▶ [Aim of the task]: Count how many rows contain the string "item", matching case exactly, and reply with the number alone.

***

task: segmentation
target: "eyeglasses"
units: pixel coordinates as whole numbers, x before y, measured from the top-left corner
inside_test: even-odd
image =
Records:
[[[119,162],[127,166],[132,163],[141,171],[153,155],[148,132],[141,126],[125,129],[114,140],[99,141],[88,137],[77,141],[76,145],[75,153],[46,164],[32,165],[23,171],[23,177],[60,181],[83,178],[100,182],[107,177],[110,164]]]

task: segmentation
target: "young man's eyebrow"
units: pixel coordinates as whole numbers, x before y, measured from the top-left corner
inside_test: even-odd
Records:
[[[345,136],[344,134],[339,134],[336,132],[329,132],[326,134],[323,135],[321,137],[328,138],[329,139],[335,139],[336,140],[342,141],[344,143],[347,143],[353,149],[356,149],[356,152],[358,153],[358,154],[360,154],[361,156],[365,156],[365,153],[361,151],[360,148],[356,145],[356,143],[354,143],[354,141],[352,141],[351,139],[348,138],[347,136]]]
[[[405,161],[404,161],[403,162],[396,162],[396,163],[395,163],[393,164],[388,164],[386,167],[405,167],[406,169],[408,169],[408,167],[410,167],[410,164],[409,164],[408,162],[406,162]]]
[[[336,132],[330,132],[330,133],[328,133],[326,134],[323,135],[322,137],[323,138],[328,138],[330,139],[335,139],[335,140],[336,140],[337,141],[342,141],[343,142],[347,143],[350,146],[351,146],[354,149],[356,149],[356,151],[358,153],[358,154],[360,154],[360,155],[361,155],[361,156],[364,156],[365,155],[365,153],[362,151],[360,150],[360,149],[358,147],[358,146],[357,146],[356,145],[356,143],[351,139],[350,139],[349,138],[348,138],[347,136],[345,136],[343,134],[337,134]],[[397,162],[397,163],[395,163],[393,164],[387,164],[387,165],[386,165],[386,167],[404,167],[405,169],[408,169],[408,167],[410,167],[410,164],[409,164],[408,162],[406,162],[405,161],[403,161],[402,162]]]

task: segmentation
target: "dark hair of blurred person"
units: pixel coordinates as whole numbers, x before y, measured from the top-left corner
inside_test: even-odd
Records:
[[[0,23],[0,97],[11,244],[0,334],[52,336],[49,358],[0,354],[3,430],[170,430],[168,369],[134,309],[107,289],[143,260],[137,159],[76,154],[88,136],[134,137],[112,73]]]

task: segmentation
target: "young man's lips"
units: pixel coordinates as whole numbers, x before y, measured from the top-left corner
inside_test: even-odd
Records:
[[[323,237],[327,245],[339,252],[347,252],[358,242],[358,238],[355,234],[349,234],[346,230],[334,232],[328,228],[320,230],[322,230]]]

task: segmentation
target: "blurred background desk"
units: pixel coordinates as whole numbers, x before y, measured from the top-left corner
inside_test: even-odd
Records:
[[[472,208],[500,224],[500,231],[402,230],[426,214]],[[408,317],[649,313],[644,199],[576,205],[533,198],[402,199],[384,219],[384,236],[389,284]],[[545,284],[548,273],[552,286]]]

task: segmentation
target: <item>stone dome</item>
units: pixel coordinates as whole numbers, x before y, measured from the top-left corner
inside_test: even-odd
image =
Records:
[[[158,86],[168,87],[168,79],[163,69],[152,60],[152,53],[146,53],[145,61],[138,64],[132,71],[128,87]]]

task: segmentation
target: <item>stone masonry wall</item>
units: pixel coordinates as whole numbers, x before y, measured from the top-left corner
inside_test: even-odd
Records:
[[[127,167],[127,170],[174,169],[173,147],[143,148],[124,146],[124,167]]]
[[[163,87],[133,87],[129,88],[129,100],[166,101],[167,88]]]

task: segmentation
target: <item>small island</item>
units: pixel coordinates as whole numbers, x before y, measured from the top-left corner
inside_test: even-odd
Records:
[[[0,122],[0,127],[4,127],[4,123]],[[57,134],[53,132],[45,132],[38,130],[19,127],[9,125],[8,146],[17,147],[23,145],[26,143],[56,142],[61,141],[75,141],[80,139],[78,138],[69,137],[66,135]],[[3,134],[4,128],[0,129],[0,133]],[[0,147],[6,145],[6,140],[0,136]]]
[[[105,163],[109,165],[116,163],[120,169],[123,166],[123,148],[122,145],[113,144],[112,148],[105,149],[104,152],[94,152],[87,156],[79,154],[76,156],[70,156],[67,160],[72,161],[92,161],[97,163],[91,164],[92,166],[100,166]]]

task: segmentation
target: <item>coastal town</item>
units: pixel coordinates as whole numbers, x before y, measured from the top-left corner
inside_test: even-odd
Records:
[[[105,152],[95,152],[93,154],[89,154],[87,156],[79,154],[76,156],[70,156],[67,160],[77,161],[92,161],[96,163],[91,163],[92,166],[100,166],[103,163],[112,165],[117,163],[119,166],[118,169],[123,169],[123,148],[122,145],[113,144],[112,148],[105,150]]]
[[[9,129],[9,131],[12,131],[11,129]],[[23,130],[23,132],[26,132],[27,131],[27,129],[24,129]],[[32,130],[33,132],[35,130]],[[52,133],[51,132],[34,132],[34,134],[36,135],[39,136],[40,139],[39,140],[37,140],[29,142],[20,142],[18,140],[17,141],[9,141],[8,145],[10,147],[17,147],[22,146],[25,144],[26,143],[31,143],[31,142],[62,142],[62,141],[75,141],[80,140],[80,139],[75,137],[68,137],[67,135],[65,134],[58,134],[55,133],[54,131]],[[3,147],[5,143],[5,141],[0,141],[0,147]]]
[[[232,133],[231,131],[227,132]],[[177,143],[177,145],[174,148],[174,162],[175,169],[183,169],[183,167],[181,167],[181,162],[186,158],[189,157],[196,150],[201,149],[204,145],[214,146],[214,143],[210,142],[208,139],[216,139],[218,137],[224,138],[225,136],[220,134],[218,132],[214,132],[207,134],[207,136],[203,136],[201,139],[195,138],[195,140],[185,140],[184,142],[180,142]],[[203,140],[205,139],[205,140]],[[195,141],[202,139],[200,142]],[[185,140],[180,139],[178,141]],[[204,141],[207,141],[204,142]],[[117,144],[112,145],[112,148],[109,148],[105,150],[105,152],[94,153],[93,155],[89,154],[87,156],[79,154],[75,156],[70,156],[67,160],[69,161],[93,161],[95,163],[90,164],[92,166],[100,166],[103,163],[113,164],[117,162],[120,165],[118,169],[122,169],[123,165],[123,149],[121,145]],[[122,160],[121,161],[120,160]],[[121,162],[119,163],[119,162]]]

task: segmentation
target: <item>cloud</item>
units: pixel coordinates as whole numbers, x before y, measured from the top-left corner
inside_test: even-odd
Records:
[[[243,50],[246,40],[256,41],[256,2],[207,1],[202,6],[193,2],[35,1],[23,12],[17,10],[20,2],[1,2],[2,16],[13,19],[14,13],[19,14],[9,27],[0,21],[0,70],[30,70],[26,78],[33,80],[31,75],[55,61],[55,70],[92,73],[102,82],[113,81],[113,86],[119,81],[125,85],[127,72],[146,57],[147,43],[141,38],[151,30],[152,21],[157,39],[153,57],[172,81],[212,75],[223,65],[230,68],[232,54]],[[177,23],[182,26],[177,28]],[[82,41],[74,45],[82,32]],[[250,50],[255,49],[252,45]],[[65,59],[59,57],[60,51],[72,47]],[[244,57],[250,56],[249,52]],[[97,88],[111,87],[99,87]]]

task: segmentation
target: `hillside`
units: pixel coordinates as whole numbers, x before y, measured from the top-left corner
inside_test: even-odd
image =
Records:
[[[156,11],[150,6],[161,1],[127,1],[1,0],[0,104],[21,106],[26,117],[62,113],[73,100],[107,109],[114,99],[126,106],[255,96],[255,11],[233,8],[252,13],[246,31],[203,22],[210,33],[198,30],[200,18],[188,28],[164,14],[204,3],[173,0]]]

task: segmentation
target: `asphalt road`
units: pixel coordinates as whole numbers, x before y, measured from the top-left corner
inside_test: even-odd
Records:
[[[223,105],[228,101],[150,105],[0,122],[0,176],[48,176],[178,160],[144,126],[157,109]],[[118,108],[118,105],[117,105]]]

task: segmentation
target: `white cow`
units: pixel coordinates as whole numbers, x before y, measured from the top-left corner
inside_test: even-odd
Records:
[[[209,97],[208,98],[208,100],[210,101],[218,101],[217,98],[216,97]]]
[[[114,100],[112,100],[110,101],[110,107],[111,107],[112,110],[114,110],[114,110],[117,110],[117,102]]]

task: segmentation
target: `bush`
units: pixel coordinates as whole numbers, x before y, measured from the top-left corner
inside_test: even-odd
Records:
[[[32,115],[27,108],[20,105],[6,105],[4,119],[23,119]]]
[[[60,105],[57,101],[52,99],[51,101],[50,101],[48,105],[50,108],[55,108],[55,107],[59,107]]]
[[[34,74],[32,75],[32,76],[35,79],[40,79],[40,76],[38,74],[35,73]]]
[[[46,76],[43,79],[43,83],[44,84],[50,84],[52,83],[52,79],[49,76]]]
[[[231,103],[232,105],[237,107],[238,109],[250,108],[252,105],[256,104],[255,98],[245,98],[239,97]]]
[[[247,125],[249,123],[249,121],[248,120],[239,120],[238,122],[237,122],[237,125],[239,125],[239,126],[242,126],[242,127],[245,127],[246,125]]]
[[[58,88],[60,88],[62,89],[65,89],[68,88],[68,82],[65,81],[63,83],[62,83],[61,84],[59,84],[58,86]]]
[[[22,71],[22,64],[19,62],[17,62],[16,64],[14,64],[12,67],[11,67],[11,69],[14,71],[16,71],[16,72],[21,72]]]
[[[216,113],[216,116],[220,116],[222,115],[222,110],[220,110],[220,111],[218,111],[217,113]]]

***

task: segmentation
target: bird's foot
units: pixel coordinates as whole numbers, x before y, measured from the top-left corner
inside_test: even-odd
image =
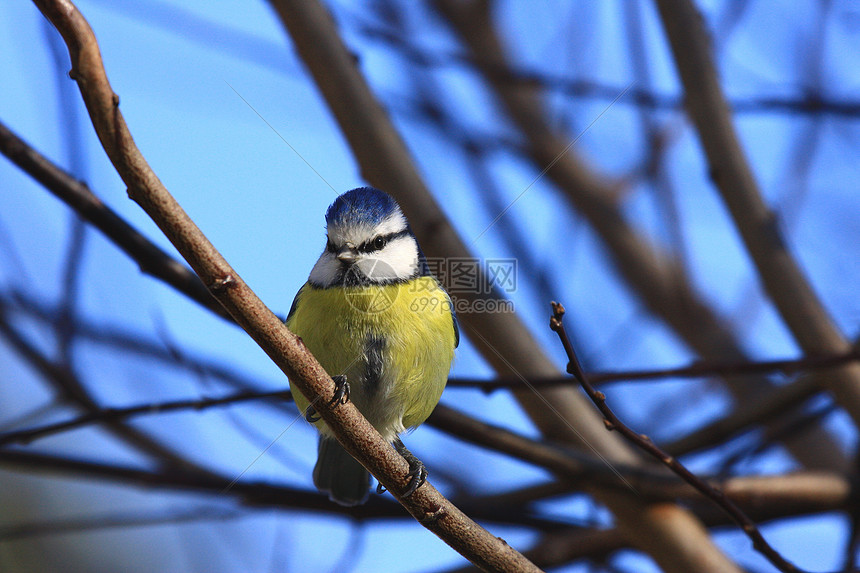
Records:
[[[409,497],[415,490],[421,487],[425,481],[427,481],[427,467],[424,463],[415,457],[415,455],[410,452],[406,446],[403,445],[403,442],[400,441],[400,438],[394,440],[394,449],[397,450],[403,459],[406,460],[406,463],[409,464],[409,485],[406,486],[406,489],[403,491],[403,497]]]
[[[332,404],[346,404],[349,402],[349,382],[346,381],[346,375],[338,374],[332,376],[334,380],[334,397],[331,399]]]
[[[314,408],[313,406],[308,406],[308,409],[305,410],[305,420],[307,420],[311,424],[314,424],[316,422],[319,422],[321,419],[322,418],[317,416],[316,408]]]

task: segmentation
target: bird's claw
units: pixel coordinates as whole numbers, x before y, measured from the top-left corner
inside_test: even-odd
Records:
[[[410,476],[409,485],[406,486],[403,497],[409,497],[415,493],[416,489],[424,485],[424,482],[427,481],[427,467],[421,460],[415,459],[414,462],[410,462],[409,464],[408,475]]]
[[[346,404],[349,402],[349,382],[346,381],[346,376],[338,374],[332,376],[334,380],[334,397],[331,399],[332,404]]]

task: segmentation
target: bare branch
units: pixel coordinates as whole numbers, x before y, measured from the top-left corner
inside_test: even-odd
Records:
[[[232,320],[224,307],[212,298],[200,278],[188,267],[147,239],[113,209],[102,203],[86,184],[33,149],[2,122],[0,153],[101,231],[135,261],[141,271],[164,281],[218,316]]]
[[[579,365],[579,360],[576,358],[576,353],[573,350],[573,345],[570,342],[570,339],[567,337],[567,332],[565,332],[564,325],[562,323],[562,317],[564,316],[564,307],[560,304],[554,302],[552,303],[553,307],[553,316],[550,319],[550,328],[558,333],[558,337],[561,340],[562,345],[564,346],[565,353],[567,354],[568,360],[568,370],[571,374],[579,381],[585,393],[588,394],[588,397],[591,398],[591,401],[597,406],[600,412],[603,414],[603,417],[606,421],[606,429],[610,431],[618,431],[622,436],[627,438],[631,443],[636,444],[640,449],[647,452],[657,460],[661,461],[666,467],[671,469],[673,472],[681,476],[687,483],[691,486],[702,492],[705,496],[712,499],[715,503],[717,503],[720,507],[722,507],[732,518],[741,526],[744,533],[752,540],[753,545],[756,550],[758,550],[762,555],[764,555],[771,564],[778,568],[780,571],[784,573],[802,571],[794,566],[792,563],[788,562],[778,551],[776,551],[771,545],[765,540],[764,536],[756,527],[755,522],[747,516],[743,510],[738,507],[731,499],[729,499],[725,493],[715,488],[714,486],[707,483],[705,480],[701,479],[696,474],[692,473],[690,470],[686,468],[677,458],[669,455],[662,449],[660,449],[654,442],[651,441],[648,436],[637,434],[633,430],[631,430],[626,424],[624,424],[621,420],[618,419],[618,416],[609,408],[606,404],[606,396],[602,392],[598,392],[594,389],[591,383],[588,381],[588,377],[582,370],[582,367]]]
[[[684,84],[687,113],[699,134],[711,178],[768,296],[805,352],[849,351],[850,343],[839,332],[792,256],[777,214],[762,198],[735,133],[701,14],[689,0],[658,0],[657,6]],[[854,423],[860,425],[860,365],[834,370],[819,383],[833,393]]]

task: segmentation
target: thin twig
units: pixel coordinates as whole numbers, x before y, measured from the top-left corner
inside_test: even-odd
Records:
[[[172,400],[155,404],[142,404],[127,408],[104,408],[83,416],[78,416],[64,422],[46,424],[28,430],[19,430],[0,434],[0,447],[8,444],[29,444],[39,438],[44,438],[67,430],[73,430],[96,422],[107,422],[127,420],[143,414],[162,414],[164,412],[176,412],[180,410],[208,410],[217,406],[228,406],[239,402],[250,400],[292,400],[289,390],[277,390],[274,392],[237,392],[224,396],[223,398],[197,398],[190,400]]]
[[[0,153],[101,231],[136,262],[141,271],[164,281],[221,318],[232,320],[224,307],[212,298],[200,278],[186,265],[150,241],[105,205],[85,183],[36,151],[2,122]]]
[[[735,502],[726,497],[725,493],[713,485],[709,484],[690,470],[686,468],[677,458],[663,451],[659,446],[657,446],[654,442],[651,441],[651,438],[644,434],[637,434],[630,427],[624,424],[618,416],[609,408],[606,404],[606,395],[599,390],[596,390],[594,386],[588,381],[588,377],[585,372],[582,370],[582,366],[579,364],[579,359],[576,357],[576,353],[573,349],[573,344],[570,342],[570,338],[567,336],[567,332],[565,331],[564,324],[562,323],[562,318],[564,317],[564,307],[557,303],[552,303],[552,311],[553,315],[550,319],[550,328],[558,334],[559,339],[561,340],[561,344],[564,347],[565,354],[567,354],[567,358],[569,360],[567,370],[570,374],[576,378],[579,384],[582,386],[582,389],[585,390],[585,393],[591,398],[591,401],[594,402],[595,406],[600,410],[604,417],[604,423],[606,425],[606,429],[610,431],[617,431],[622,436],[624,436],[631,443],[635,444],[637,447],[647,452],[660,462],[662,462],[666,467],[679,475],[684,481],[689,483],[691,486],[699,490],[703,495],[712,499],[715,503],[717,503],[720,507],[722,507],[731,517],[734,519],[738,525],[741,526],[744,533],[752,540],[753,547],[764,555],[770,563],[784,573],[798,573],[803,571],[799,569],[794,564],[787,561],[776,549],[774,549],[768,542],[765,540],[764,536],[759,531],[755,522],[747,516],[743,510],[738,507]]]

***

▶ [Written answer]: 5